Work to complete - The full listing should be reproduced exactly as it appears.

------------

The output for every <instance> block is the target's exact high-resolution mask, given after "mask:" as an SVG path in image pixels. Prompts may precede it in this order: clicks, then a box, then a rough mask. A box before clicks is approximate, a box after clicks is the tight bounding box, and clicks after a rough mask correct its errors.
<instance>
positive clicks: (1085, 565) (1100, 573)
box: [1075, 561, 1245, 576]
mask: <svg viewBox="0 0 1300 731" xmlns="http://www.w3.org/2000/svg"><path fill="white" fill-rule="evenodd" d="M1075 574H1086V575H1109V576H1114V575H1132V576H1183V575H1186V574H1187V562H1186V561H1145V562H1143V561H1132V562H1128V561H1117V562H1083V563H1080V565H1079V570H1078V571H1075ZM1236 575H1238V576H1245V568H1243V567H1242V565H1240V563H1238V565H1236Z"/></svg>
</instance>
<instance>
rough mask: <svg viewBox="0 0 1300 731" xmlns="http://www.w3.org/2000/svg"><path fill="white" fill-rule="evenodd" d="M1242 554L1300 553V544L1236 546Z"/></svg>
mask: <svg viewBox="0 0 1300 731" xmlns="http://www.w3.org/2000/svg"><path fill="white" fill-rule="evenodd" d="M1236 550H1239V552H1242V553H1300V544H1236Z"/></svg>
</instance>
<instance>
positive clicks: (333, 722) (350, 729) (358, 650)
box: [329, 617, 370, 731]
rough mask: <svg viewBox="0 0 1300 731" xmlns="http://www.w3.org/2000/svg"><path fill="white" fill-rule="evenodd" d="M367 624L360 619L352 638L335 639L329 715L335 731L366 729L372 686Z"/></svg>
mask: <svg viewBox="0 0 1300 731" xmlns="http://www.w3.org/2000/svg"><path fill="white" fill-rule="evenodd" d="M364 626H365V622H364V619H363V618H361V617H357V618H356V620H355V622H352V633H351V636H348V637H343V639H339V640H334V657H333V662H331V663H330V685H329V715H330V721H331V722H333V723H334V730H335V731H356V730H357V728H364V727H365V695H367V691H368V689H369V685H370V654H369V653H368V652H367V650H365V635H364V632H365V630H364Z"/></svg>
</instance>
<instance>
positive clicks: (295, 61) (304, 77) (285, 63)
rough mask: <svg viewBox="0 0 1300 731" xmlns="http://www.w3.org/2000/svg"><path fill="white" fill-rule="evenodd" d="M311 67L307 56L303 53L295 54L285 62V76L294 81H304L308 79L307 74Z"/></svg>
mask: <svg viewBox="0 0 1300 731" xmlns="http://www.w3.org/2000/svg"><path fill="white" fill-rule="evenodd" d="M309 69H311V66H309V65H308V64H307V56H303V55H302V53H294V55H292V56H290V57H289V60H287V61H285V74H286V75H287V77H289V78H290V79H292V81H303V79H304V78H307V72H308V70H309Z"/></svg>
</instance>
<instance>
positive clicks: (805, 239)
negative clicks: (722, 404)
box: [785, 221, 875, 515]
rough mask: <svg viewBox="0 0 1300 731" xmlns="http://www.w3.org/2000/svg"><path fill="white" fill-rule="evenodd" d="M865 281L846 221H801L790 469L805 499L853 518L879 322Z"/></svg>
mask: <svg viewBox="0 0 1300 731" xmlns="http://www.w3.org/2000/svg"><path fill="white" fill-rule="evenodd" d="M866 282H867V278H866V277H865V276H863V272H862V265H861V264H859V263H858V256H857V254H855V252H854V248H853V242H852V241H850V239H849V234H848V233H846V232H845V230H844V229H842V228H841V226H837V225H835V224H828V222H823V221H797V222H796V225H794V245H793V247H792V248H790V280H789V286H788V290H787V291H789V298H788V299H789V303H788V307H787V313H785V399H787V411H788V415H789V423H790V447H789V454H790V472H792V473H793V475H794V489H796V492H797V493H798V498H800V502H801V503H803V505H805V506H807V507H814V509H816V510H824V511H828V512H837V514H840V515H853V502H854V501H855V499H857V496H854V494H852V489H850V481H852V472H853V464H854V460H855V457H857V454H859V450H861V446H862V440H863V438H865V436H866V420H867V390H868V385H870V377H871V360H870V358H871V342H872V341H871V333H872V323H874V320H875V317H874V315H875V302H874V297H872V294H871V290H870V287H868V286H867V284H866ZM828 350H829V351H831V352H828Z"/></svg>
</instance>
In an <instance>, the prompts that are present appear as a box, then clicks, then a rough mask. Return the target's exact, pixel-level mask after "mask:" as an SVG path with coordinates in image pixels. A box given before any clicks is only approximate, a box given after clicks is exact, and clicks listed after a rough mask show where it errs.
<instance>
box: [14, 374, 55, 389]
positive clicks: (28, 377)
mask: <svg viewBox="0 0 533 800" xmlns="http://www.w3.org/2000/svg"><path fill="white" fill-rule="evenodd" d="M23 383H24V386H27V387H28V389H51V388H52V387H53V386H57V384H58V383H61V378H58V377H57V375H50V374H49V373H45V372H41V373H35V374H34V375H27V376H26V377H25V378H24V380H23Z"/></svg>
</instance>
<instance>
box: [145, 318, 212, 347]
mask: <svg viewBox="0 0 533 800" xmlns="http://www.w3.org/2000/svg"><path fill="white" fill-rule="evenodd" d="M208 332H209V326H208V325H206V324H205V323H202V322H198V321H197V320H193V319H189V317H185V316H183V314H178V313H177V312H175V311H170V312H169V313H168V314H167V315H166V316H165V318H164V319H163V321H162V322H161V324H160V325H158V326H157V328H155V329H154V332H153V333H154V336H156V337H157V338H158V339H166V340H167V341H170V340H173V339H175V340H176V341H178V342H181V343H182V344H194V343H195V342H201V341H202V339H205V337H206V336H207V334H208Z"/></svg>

------------

Written answer -
The output for every <instance> block is the target's exact high-resolution mask, given after "mask:" as an SVG path in image pixels. Prompts may precede it in this order: clicks, then a box, then a rough mask. A box before clicks is approximate, a box after clicks is the tight bounding box, and clicks after a rough mask correct its errors.
<instance>
positive clicks: (1085, 565) (1100, 573)
box: [1075, 561, 1245, 576]
mask: <svg viewBox="0 0 1300 731" xmlns="http://www.w3.org/2000/svg"><path fill="white" fill-rule="evenodd" d="M1075 574H1086V575H1109V576H1114V575H1132V576H1183V575H1186V574H1187V562H1186V561H1145V562H1143V561H1132V562H1128V561H1117V562H1083V563H1080V565H1079V570H1078V571H1075ZM1236 575H1238V576H1245V568H1243V567H1242V565H1240V563H1238V565H1236Z"/></svg>
</instance>
<instance>
rough mask: <svg viewBox="0 0 1300 731" xmlns="http://www.w3.org/2000/svg"><path fill="white" fill-rule="evenodd" d="M1242 554L1300 553V544L1236 546Z"/></svg>
mask: <svg viewBox="0 0 1300 731" xmlns="http://www.w3.org/2000/svg"><path fill="white" fill-rule="evenodd" d="M1236 550H1239V552H1242V553H1300V544H1236Z"/></svg>
</instance>
<instance>
positive clicks: (333, 722) (350, 729) (358, 650)
box: [329, 617, 370, 731]
rough mask: <svg viewBox="0 0 1300 731" xmlns="http://www.w3.org/2000/svg"><path fill="white" fill-rule="evenodd" d="M367 624L360 619L352 638L335 639L329 715L335 731L366 729L372 686Z"/></svg>
mask: <svg viewBox="0 0 1300 731" xmlns="http://www.w3.org/2000/svg"><path fill="white" fill-rule="evenodd" d="M364 626H365V622H364V619H363V618H361V617H357V618H356V620H355V622H352V633H351V636H348V637H343V639H339V640H334V657H333V662H331V663H330V685H329V715H330V721H331V722H333V723H334V730H335V731H356V730H357V728H364V727H365V695H367V691H368V689H369V685H370V654H369V653H368V652H367V650H365V635H364V632H365V630H364Z"/></svg>
</instance>
<instance>
positive clicks: (295, 61) (304, 77) (285, 63)
rough mask: <svg viewBox="0 0 1300 731" xmlns="http://www.w3.org/2000/svg"><path fill="white" fill-rule="evenodd" d="M311 67L307 56L303 53L295 54L285 62V76L294 81H304L308 79L307 74Z"/></svg>
mask: <svg viewBox="0 0 1300 731" xmlns="http://www.w3.org/2000/svg"><path fill="white" fill-rule="evenodd" d="M309 69H311V66H309V65H308V64H307V56H303V55H302V53H294V55H292V56H290V57H289V60H287V61H285V74H286V75H287V77H289V78H290V79H292V81H303V79H304V78H307V72H308V70H309Z"/></svg>
</instance>
<instance>
positive clicks: (805, 239)
negative clicks: (722, 404)
box: [785, 221, 875, 515]
rough mask: <svg viewBox="0 0 1300 731" xmlns="http://www.w3.org/2000/svg"><path fill="white" fill-rule="evenodd" d="M865 281L846 221H801L790 469L805 499L853 518L879 322Z"/></svg>
mask: <svg viewBox="0 0 1300 731" xmlns="http://www.w3.org/2000/svg"><path fill="white" fill-rule="evenodd" d="M866 282H867V278H866V277H865V276H863V272H862V265H861V264H859V263H858V256H857V254H855V252H854V248H853V242H852V241H850V239H849V234H848V233H846V232H845V230H844V229H842V228H841V226H837V225H835V224H828V222H823V221H797V222H796V225H794V245H793V247H792V248H790V280H789V286H788V290H787V291H789V298H788V299H789V303H788V307H787V313H785V399H787V411H788V415H789V423H790V447H789V454H790V472H792V473H793V475H794V489H796V492H797V493H798V498H800V502H801V503H803V505H805V506H807V507H814V509H816V510H824V511H828V512H837V514H840V515H853V502H854V501H855V499H857V496H854V494H852V489H850V481H852V472H853V464H854V460H855V457H857V454H859V450H861V446H862V440H863V438H865V436H866V420H867V390H868V385H870V377H871V360H870V358H871V342H872V341H871V333H872V323H874V320H875V317H874V315H875V302H874V297H872V294H871V290H870V287H868V286H867V284H866ZM828 350H829V351H831V352H828Z"/></svg>
</instance>
In an <instance>, the prompts that are present appear as a box, then clicks, then a rough mask. Return the target's exact, pixel-level mask after "mask:" as an SVG path with coordinates in image pixels. A box given before any clicks is only approximate, a box given after clicks is exact, and clicks listed after a rough mask show where it errs.
<instance>
box: [14, 374, 55, 389]
positive clicks: (28, 377)
mask: <svg viewBox="0 0 533 800" xmlns="http://www.w3.org/2000/svg"><path fill="white" fill-rule="evenodd" d="M23 383H24V386H27V387H28V389H51V388H52V387H53V386H57V384H58V383H61V378H58V377H57V375H50V374H49V373H45V372H41V373H35V374H34V375H27V376H26V377H25V378H24V380H23Z"/></svg>
</instance>
<instance>
box: [145, 318, 212, 347]
mask: <svg viewBox="0 0 533 800" xmlns="http://www.w3.org/2000/svg"><path fill="white" fill-rule="evenodd" d="M208 332H209V326H208V325H206V324H205V323H202V322H198V321H197V320H193V319H189V317H185V316H183V314H178V313H177V312H175V311H170V312H169V313H168V314H167V315H166V316H165V318H164V319H163V321H162V322H161V324H160V325H158V326H157V328H155V329H154V332H153V333H154V336H156V337H157V338H158V339H166V340H167V341H170V340H173V339H175V340H176V341H178V342H181V343H182V344H194V343H195V342H201V341H202V339H205V337H206V336H207V334H208Z"/></svg>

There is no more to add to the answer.